I'm a huge fan of Berlin. My 5th annual May trip to Berlin got shot down this year by Coronavirus. I like being there early to mid May. There are many daylight hours to see things and temperatures are generally mild.
The amount of WWII stuff depends on how deep you are willing to dig. There are the big things like the Reichstag, Topography of Terror, some old Nazi buildings around Topography of Terror, a grassy space where Hitler's bunker was. A little further afield are things like the German-Russian Museum at Karlshorst that contains the room mentioned above where the Germans signed one of the documents of surrender to end the war (and contains an exhibition that gives the Russian victor's history of WWII) and the highly, highly recommended Gleis 17, the track at Grunewald station that was the deportation site for Berlin's Jews -- each transport train is memorialized with a metal grate on the platform that contains the train's destination and number of passengers. Even further out are Sachsenhausen concentration camp and Ravensbrück, a female concentration camp. Or how about Berlin Underground's tour of a WWII bomb shelter, which is near a partially-collapsed Flakturm (anti-aircraft tower) in the nearby Humboldthain Park. More obscure are things like the Kammergericht building, which held The People's Court, the tribunal that tried political enemies of the state, in front of whom 17-year-old Helmuth Hübener, after being sentenced to death for distributing anti-Nazi pamphlets, declared, "Now I must die, even though I have committed no crime. So now it's my turn, but your turn will come." Or the Plötzensee Memorial, which consists of a monument and the shed where political prisoners (including Hübener) were put to death via guillotine or hanging from meat hooks. Even more obscure is the Bonhoeffer House, the home of the parents of Dietrich Bonhoeffer, one of the few German theologians to oppose the Nazi regime and the place where he was arrested by the Gestapo; there are tours on Saturday mornings that consist of a short talk on his life and then a walk up the stairs to his room, which houses some of Bonhoeffer's belongings. The Bonhoeffer House is a short walk from the Grunewald station through a pleasant neighborhood built in the early 1900's and relatively spared of Allied bombs. More obscure? The memorial for employees of Siemens who died as soldiers during WWI and WWII outside the company's headquarters (which is near a very interesting 1930's housing development for Siemens employees that is part of a UNESCO World Heritage Site).

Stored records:
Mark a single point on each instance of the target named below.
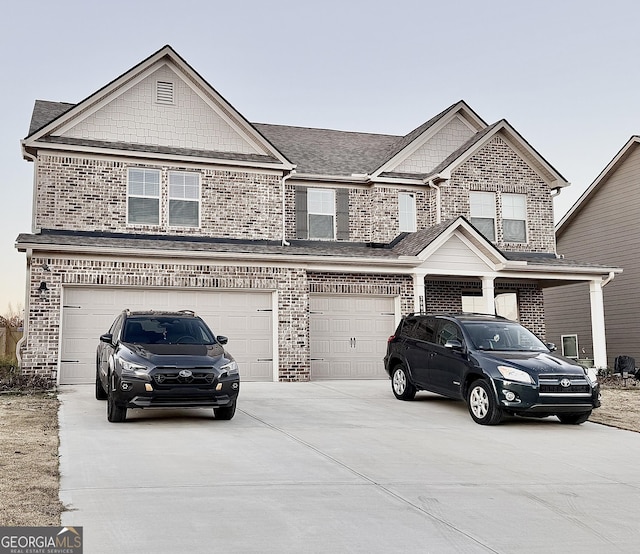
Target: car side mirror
(453, 344)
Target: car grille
(559, 385)
(171, 377)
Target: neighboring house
(603, 226)
(304, 246)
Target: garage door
(244, 317)
(348, 336)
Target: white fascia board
(242, 258)
(65, 149)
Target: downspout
(438, 178)
(284, 208)
(25, 322)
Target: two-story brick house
(304, 246)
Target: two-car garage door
(245, 317)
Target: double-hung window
(143, 196)
(407, 212)
(184, 199)
(321, 209)
(483, 213)
(514, 217)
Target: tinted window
(448, 331)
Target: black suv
(164, 359)
(496, 365)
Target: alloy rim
(399, 381)
(479, 402)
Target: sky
(564, 73)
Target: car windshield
(503, 335)
(166, 330)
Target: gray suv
(498, 366)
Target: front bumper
(519, 398)
(141, 393)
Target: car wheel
(225, 413)
(402, 387)
(483, 406)
(101, 394)
(573, 419)
(115, 413)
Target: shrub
(12, 379)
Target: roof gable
(599, 182)
(132, 110)
(424, 147)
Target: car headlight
(231, 368)
(592, 375)
(131, 369)
(513, 374)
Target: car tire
(115, 413)
(573, 419)
(401, 384)
(101, 394)
(482, 403)
(225, 413)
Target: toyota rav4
(496, 365)
(164, 359)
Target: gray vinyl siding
(606, 231)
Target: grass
(29, 443)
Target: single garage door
(245, 317)
(348, 336)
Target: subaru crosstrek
(165, 359)
(496, 365)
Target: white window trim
(199, 201)
(575, 337)
(158, 197)
(411, 220)
(332, 213)
(526, 223)
(493, 204)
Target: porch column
(419, 302)
(597, 324)
(488, 296)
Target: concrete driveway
(343, 467)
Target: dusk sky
(563, 73)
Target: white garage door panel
(348, 336)
(245, 317)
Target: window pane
(485, 226)
(321, 226)
(514, 230)
(407, 212)
(183, 213)
(144, 211)
(321, 201)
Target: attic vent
(164, 92)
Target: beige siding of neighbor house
(606, 230)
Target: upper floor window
(514, 217)
(321, 209)
(483, 213)
(143, 196)
(184, 199)
(407, 212)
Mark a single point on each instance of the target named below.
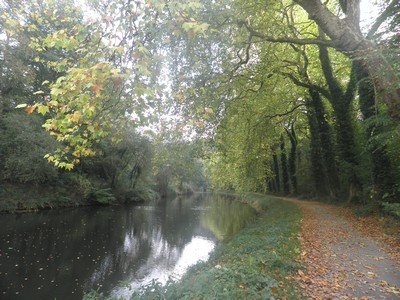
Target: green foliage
(102, 196)
(392, 209)
(23, 145)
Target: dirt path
(342, 262)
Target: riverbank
(257, 263)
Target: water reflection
(61, 254)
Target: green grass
(255, 264)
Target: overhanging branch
(289, 40)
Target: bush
(102, 196)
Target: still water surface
(61, 254)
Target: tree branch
(388, 12)
(296, 41)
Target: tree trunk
(348, 39)
(293, 157)
(316, 156)
(285, 173)
(324, 133)
(277, 173)
(382, 170)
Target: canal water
(62, 254)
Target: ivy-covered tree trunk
(341, 103)
(285, 173)
(382, 170)
(316, 154)
(277, 173)
(293, 157)
(324, 132)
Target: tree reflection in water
(61, 254)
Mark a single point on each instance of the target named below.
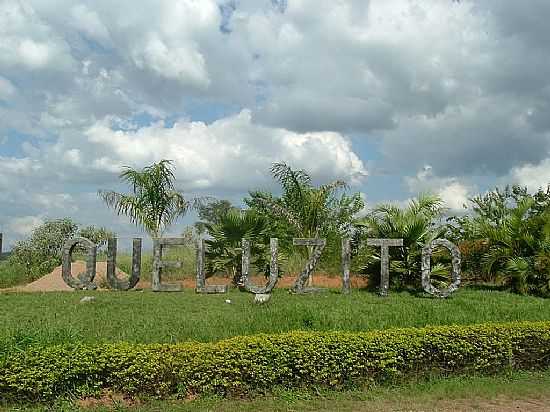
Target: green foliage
(41, 252)
(98, 235)
(512, 229)
(12, 274)
(211, 212)
(58, 317)
(307, 211)
(155, 203)
(251, 364)
(224, 251)
(417, 224)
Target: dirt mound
(53, 281)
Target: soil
(53, 282)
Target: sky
(396, 97)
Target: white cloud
(454, 193)
(23, 226)
(231, 153)
(532, 176)
(25, 40)
(7, 89)
(88, 21)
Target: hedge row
(257, 363)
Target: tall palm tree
(518, 246)
(154, 202)
(415, 224)
(304, 210)
(224, 250)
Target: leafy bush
(41, 252)
(249, 364)
(511, 229)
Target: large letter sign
(83, 280)
(319, 245)
(201, 286)
(426, 268)
(112, 280)
(159, 264)
(384, 261)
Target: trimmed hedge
(257, 363)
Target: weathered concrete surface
(426, 268)
(112, 279)
(83, 280)
(385, 244)
(158, 264)
(200, 282)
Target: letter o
(83, 280)
(426, 268)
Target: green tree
(224, 251)
(514, 227)
(41, 251)
(154, 202)
(306, 211)
(98, 235)
(417, 224)
(211, 212)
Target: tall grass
(143, 316)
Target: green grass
(458, 393)
(144, 316)
(11, 274)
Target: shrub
(41, 252)
(249, 364)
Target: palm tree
(415, 224)
(304, 210)
(224, 249)
(519, 248)
(155, 203)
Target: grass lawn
(144, 316)
(518, 391)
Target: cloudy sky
(394, 96)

- Exercise requirements
A. From the Berlin passage, list each of the big things it names as WWII sites.
B. Pick up the Berlin passage where it stops and continue writing it.
None of the entries is needed for this work.

- Results of the exercise
A.
The Reichstag
Topography of Terror
Some old Nazi buildings around Topography of Terror
A grassy space where Hitler's bunker was

B.
Cold War highlights for me: The Berlin Wall Memorial (Gedenkstätte Berliner Mauer) with an area of the wall as it originally existed, the enormous Soviet War Memorial in Treptower Park, Checkpoint Charlie (not for the silly fake checkpoint or the actor military dudes who are supposed to no longer be there, but as a historical site where US and Soviet tanks faced off in October 1961), the Schöneberg Rathaus where JFK spoke, the TV tower (Fernsehturm).
Transportation + WWII + Cold War Coolness = Tempelhof Airport. Built largely by the Nazis. Used by the US and the UK for the Berlin Airlift. English tours available -- more are available in non-COVID times than are currently available. https://www.thf-berlin.de/fuehrungen/english-guided-tours/
Outdoor spaces I like ("scenery"?): The Tiergarten, especially the Luisininsel with all its flowers; Volkspark Friedrichshain with its fairy tale fountain, its two hills made out of war debris, and its large number of Berliners being Berliners; Britzer Garten -- the tulips in the front and the rhododendrons in the back are blooming in early to mid May.